• _Records from a data source_:
-*-*-
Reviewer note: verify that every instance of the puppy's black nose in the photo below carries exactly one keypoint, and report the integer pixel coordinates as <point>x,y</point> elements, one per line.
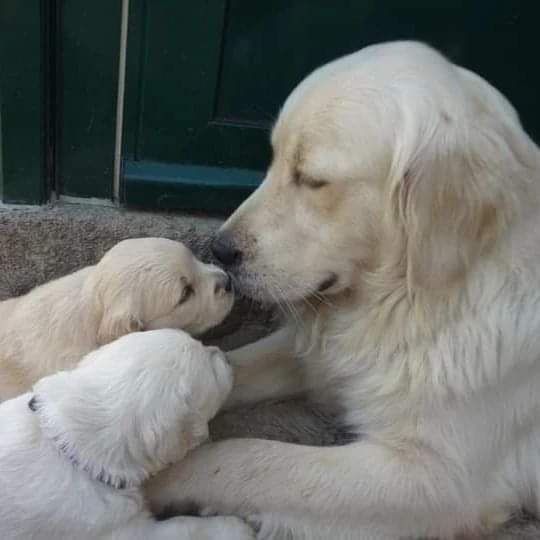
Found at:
<point>225,251</point>
<point>224,283</point>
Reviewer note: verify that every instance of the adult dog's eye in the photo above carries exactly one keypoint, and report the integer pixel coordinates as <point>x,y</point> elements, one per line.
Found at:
<point>186,293</point>
<point>312,183</point>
-*-*-
• _What you will do_: Change "keypoint" to "marker" everywhere it occurs in the material above, keep everything else the same, and leave the pictures out of your version.

• _Result of the exercise_:
Reviewer note: verify that every instance of the puppy's black nose in the photo below carries exactly one marker, and report the integer pixel coordinates as <point>x,y</point> elements, one per line.
Found at:
<point>225,251</point>
<point>224,283</point>
Reviewer note: verify that every instance of the adult dog's eye in the photo above carries exactly one marker, and report the integer pixel coordinates as <point>x,y</point> elements, one per line.
Found at:
<point>186,293</point>
<point>312,183</point>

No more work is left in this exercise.